[Saved entries]
.....

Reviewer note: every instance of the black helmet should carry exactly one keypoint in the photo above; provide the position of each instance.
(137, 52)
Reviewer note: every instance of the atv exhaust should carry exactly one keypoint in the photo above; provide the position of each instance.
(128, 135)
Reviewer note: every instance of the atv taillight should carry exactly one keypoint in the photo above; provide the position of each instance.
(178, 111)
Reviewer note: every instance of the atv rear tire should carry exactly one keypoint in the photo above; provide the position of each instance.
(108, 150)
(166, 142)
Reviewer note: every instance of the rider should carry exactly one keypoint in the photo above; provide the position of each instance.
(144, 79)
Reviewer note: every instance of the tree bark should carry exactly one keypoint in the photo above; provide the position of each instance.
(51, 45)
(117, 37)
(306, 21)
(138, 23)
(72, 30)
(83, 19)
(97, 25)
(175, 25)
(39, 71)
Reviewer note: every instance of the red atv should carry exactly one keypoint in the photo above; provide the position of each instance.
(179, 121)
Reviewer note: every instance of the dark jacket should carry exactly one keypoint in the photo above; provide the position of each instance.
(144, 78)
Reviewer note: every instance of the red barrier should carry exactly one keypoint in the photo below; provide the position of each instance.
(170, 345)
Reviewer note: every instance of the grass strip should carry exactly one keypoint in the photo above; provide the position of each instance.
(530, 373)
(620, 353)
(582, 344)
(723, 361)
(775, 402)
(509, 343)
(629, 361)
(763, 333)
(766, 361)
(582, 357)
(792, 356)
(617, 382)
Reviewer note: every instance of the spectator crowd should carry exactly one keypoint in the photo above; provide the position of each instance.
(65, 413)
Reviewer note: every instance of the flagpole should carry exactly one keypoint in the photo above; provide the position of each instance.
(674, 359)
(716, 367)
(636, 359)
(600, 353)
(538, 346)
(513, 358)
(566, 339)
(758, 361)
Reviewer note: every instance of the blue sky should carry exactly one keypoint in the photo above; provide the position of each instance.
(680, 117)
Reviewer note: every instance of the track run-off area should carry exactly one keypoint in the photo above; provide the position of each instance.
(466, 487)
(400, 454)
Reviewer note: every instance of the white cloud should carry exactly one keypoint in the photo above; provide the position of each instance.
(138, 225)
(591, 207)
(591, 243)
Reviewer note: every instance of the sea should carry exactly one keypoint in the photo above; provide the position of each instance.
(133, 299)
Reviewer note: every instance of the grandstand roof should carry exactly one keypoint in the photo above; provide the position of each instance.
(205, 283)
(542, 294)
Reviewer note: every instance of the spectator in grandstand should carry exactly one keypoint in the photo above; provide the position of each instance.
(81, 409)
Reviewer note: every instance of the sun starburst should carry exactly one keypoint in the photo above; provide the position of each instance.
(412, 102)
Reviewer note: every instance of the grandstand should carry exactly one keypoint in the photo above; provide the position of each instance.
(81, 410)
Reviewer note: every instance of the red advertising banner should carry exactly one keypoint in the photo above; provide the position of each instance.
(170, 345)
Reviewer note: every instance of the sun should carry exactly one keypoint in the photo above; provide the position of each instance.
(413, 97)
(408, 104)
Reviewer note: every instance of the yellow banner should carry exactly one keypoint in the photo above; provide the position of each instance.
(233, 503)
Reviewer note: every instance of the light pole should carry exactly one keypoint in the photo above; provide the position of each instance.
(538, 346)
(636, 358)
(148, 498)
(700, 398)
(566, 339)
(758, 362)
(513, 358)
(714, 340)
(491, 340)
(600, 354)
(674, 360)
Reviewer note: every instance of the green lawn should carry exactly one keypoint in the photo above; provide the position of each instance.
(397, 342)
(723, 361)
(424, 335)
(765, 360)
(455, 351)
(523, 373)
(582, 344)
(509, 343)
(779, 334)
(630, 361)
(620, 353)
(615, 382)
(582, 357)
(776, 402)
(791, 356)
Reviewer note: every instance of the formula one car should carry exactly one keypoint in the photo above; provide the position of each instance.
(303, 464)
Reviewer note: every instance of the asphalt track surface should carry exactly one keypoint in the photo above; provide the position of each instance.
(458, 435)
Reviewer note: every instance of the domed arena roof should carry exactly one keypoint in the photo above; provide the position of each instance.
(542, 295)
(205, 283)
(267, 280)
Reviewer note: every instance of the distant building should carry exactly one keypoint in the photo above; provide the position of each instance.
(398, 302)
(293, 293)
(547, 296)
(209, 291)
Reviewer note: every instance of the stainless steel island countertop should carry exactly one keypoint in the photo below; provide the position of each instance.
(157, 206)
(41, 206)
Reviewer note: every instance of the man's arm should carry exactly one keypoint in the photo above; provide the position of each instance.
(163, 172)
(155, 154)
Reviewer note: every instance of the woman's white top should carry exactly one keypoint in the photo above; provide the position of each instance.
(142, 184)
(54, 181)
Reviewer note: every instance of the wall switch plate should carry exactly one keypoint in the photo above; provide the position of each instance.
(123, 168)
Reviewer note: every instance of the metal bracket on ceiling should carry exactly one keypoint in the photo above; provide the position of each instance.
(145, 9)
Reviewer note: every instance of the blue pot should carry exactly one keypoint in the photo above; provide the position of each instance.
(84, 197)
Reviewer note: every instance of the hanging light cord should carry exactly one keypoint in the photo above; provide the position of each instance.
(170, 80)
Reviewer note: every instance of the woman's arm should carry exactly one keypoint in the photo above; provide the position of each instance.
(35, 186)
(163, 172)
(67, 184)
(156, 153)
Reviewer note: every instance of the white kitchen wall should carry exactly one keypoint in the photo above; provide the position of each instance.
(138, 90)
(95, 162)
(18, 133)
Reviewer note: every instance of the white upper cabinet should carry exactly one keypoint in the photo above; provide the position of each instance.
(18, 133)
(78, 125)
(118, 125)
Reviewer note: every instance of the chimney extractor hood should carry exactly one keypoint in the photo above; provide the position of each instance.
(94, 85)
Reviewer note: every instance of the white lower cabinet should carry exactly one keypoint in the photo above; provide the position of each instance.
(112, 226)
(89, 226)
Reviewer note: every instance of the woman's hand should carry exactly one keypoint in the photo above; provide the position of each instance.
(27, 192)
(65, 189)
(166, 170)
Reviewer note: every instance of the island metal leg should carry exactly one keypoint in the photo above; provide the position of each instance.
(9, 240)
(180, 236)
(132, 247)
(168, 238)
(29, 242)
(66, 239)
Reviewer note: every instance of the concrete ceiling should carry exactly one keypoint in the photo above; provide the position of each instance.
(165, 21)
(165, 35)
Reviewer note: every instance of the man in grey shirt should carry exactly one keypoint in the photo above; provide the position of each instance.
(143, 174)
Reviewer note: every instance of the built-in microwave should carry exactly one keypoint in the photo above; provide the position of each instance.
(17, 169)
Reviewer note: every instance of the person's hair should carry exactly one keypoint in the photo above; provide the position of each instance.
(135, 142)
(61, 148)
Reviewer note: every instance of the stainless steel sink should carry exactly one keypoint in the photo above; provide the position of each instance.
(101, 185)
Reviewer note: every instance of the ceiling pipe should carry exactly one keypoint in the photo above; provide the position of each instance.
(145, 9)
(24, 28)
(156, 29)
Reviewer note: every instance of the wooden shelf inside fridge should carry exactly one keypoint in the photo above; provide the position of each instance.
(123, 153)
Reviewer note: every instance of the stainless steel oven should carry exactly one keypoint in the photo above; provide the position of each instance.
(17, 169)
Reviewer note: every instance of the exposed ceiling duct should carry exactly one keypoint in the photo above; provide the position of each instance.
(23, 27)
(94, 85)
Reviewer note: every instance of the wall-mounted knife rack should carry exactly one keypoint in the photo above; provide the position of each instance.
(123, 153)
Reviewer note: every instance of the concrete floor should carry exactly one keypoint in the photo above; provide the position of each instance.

.....

Activity:
Exactly as they appear above, write out all of the lines.

Answer section:
Reviewer note: every instance of the black helmet should carry exactly one keypoint in the photo above; provide the position of each instance.
(137, 52)
Reviewer note: every instance of the atv exhaust should carry exactly one keypoint in the photo above; provide the position of each instance.
(128, 135)
Reviewer note: every instance of the atv taillight should carry exactly one keypoint in the photo above; provide the position of each instance.
(178, 111)
Reviewer note: every instance of the atv rear tire should carry exactly one keypoint in the photo above; provide the position of each instance.
(108, 150)
(166, 142)
Reviewer note: every instance of the rider should carry exactly one keypoint in the photo above; provide the position of each instance.
(144, 79)
Reviewer note: every instance of the tree bark should carry exactly one keypoint in the photo above; provide the position of each instance.
(51, 45)
(117, 37)
(306, 21)
(138, 23)
(72, 30)
(83, 19)
(97, 25)
(175, 25)
(39, 71)
Reviewer note: every instance of the red atv should carry exactly one keypoint in the photo above; provide the position of each instance.
(179, 121)
Reviewer note: every instance of the dark jacket should carry exactly one keypoint in the photo above; provide the position of each instance.
(144, 78)
Reviewer note: every instance of the red barrier should carry exactly one keypoint in the photo below; provide the position of each instance.
(170, 345)
Reviewer note: every instance of the grass strip should carry exactly one keypoint in the photo above; provide the position of each instance.
(530, 373)
(620, 353)
(582, 344)
(723, 361)
(775, 402)
(509, 343)
(629, 361)
(763, 333)
(766, 361)
(582, 357)
(792, 356)
(617, 382)
Reviewer note: every instance of the spectator crowd should carry exactly one keypoint in the photo above; provide the position of each instance.
(65, 413)
Reviewer note: every instance of the flagpole should carry exactly one keypoint in the photo above; provide the position of each instance.
(674, 359)
(716, 367)
(636, 359)
(600, 353)
(538, 346)
(513, 358)
(566, 339)
(758, 361)
Reviewer note: every instance of the blue sky should carry exactly one keypoint in the photo above; provide the position of each instance.
(680, 117)
Reviewer note: every instance of the track run-off area should carry exactly one keypoint in the photo above; provide the position of each instance.
(466, 487)
(400, 454)
Reviewer note: every instance of the white cloud should carry exactly one keypoint in the photo above; provide the position of each instance.
(138, 225)
(591, 207)
(591, 243)
Reviewer note: every instance of the sea should carry exactly one keypoint in the photo above; provide the position of each instance.
(133, 299)
Reviewer note: every instance of the grandstand roof should carry exactly one keypoint in the photo above; provide the position of each instance.
(205, 283)
(542, 294)
Reviewer note: every instance of the spectator in grandstand should carry exactly one keypoint in the photo above; provide the position of each instance.
(81, 409)
Reviewer note: every instance of the sun starburst should carry exactly one keypoint in the photo above; provide the position of each instance.
(412, 102)
Reviewer note: every instance of the grandstand should carry exactly one keypoint in the photo above; provide the position of each instance.
(81, 410)
Reviewer note: every instance of the red advertising banner should carry exactly one keypoint in the photo above; provide the position of each instance.
(170, 345)
Reviewer note: every instance of the sun should carry exactly one keypoint in the photo above; provide the position of each instance.
(413, 97)
(408, 104)
Reviewer note: every instance of the yellow banner should carry exactly one keypoint in the photo above; provide the position of each instance.
(233, 503)
Reviewer note: every instance of the light pole should carry exactly one keypoint in the photo above; provide the position of each instance.
(538, 346)
(636, 358)
(148, 498)
(700, 398)
(566, 339)
(758, 362)
(513, 358)
(714, 340)
(491, 340)
(600, 354)
(674, 360)
Reviewer note: every instance of the green lawn should carry exactly one keypoint in the photo above; provide the position of each instance.
(397, 342)
(723, 361)
(424, 335)
(765, 360)
(455, 351)
(523, 373)
(582, 344)
(509, 343)
(779, 334)
(630, 361)
(620, 353)
(615, 382)
(582, 357)
(776, 402)
(791, 356)
Reviewer note: every instance of the formula one car should carry exactly one keypoint in the photo above; provide the position of each instance.
(303, 464)
Reviewer note: every instance of the asphalt track surface should carry exactly one keypoint in the photo above; provide the position of each instance.
(458, 435)
Reviewer note: every instance of the domed arena roof should carry exactly one keypoint in the photo above; provide the position of each instance.
(542, 295)
(205, 283)
(267, 280)
Reviewer note: every instance of the distant building should carry exactly one keypoint in the photo above; provide the position of each instance.
(398, 302)
(293, 293)
(547, 296)
(209, 291)
Reviewer note: every instance of the stainless steel island countertop should carry exactly one keypoint in the photo below; provide the position of each instance.
(157, 206)
(41, 206)
Reviewer note: every instance of the man's arm should carry exactly one keypoint in the photo above; provide the position of each instance.
(163, 172)
(155, 154)
Reviewer note: every instance of the woman's white top should carry exactly one keypoint in the photo above; provide the position of each instance.
(142, 184)
(54, 181)
Reviewer note: every instance of the wall switch plate should carry exactly one keypoint in the photo above; provide the position of each instance.
(123, 168)
Reviewer note: every instance of the metal bracket on ceiling should carry exactly one keypoint in the photo above; provide the position of each instance.
(145, 9)
Reviewer note: every instance of the blue pot should carry exactly one keypoint in the photo above; provide the position of each instance.
(84, 197)
Reviewer note: every instance of the hanging light cord should carry exactly one keypoint in the photo above; provide the position of each instance.
(170, 80)
Reviewer note: every instance of the woman's arm should carry exactly one keypoint in the photo above; provide the position of each instance.
(35, 186)
(163, 172)
(67, 184)
(156, 153)
Reviewer note: every instance of the white kitchen wall should carry exactly one keypoint in the photo above; provide the position of each instance.
(138, 90)
(95, 162)
(18, 133)
Reviewer note: every instance of the white upper cabinet should carry exactly one keypoint in the photo above; provide the position of each instance.
(18, 133)
(78, 125)
(118, 125)
Reviewer note: every instance of the chimney extractor hood should carry exactly one keypoint in the photo above; provide the position of each instance.
(94, 85)
Reviewer note: every instance of the white lower cabinet should carry exactly one keypoint in the photo above; provide the position of each instance.
(112, 226)
(89, 226)
Reviewer note: every instance of the woman's hand should carry exactly one keypoint in the photo above; provide the position of each instance.
(27, 192)
(65, 189)
(166, 170)
Reviewer note: every instance of the island metal leg should carry exactly one keypoint in the photo above; provide the position of each instance.
(9, 240)
(180, 236)
(132, 247)
(168, 238)
(29, 242)
(66, 239)
Reviewer note: every instance of the concrete ceiling should carry exactly one keypoint in the photo above; provide the position of each instance.
(165, 21)
(165, 35)
Reviewer note: every instance of the man in grey shirt should carry exactly one keypoint in the photo above; provide the position of each instance.
(143, 174)
Reviewer note: every instance of the built-in microwave should carry exactly one keypoint in the photo above; provide the position of each instance.
(17, 169)
Reviewer note: every instance of the person's hair should carry exactly one keypoint in the photo above; provide the position of each instance.
(135, 142)
(61, 148)
Reviewer note: every instance of the stainless steel sink should carry exactly one keypoint in the photo above; provide the position of each instance.
(101, 185)
Reviewer note: every instance of the ceiling pipe should carry exactly one keypoint in the photo above; provide the position of each instance.
(145, 9)
(24, 28)
(156, 29)
Reviewer note: every instance of the wooden shelf inside fridge should carry exactly one keypoint in the photo above; provide the position of each instance.
(123, 153)
Reviewer note: every instance of the stainless steel oven should carry exactly one keypoint in the photo above; provide the position of each instance.
(17, 169)
Reviewer note: every instance of the exposed ceiling duct should carry exactly one keypoint in the photo above; provide the position of each instance.
(23, 27)
(94, 85)
Reviewer note: every instance of the wall-mounted knife rack should carry exactly one keypoint in the photo above; provide the position of each instance.
(123, 153)
Reviewer note: every instance of the concrete floor should carry exactly one keypoint in the photo above; provide the position of each instance.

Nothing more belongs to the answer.